TASK DIRECTIONS
Of the records that follow, copy only the lines from the line containing "Please put a marker on the parapet" to the line containing "Please put a marker on the stone", both included, exactly as written.

EXERCISE DATA
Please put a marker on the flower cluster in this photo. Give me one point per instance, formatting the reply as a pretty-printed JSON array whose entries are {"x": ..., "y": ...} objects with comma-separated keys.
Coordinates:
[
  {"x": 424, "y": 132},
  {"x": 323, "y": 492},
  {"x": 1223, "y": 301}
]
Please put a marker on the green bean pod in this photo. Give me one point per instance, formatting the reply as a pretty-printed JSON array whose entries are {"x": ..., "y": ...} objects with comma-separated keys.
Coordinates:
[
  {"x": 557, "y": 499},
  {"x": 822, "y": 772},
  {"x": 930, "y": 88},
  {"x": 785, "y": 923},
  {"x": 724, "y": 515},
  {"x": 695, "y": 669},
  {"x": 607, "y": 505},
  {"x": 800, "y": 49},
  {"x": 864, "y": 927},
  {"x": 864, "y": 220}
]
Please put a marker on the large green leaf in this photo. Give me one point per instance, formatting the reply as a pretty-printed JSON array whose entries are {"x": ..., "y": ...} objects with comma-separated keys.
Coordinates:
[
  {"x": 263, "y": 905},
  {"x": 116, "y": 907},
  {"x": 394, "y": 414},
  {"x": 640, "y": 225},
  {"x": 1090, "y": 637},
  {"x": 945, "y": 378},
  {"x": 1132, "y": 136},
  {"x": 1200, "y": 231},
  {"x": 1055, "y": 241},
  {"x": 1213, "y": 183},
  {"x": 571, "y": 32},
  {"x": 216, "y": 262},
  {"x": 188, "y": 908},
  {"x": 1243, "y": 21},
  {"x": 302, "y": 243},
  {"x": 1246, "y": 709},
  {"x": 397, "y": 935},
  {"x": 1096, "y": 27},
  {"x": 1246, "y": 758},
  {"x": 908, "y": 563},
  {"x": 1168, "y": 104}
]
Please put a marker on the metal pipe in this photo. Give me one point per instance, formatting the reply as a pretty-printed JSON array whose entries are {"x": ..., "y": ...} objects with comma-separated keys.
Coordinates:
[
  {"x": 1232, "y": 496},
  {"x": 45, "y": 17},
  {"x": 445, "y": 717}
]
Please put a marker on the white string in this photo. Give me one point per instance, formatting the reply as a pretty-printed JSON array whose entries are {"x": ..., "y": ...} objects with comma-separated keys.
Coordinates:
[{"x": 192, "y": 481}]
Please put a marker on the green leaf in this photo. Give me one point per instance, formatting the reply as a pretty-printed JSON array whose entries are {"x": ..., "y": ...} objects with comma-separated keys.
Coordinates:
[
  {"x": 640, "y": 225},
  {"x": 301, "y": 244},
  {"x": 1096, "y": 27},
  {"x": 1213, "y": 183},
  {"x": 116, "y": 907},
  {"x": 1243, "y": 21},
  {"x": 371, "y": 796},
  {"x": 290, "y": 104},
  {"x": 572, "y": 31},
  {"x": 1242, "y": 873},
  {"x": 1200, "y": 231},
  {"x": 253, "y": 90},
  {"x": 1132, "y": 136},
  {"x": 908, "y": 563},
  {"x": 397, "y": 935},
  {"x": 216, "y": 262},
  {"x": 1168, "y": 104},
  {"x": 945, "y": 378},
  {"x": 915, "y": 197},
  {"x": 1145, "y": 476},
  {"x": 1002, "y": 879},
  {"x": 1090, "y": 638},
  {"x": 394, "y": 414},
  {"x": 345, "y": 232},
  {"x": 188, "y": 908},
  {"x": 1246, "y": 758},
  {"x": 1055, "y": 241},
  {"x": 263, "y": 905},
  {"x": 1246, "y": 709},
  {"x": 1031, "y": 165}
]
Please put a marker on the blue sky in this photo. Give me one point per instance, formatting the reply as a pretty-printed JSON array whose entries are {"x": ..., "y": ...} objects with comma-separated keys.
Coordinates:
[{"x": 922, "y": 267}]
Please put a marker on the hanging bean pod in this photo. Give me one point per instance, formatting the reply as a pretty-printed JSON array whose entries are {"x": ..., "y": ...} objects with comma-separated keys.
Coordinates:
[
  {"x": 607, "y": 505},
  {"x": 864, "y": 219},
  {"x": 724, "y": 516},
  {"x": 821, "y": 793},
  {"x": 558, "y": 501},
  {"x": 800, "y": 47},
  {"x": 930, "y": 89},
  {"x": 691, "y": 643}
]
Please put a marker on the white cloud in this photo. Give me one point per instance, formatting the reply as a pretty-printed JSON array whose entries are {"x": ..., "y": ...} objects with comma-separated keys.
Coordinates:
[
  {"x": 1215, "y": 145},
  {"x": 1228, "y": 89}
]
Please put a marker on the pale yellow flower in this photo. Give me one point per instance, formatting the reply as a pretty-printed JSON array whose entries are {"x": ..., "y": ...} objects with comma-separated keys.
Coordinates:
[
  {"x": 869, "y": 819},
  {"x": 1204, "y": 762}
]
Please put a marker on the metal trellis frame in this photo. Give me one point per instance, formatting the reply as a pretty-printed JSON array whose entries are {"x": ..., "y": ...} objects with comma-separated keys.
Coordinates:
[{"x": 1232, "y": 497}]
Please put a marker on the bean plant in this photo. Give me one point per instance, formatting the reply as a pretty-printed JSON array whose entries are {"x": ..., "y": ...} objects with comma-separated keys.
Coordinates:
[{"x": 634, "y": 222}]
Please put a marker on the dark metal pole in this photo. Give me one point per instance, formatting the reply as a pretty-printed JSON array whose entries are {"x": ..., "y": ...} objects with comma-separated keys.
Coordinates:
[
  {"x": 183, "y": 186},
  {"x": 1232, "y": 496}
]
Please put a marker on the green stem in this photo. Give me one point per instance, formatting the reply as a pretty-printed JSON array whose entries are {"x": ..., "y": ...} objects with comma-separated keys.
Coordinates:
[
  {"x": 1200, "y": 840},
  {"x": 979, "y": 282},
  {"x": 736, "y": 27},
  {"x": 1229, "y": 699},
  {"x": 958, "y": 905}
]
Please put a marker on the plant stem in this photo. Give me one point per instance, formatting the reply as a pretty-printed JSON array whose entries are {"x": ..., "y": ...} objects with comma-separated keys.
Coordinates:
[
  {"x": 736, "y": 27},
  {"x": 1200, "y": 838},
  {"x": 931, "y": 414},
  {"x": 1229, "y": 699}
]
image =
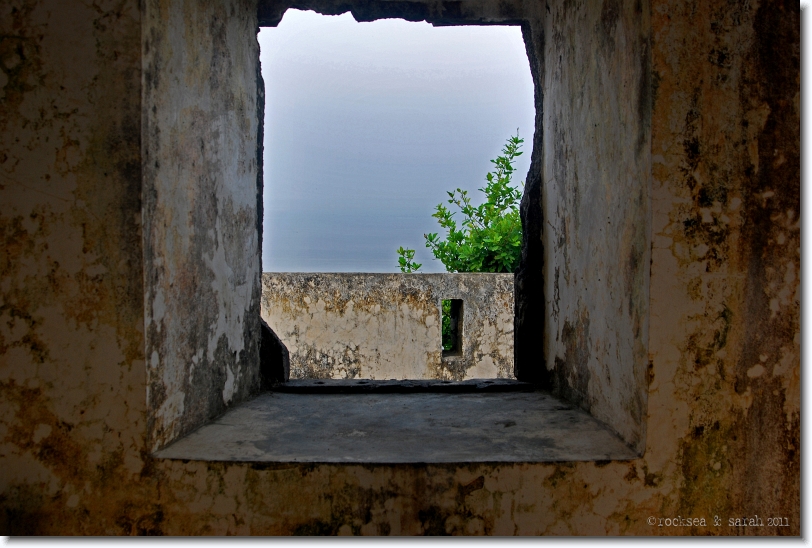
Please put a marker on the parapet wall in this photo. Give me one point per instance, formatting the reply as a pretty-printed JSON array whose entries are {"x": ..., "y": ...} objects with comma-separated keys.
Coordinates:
[{"x": 388, "y": 326}]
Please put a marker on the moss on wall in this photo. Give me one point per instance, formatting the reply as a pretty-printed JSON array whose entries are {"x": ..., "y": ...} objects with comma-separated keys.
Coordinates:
[{"x": 724, "y": 347}]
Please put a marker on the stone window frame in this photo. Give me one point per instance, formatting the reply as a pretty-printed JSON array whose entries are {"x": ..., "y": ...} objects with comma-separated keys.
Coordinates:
[{"x": 202, "y": 210}]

RESPONSE FOR THIS EXERCISE
Please put a marker on the parapet wall in this photo. Give me one point per instance, formatting the reply as a pretty-printed JSON array whose entries are {"x": ..., "y": ...} objects with comma-separated keys.
Coordinates:
[{"x": 388, "y": 326}]
Please put a marker on the moss on wall in this photo. Give me one point per instance, formatting the reply as a pretty-printed JSON array whose entries are {"x": ..., "y": ...} objects with comma-separated keys.
Coordinates:
[{"x": 724, "y": 347}]
Please put a marker on the stone window frame in this photo. Give me one point per instance, formatting the reply as a pretty-printed JSON array whose entries are {"x": ..., "y": ...} objects with comma-separated keys.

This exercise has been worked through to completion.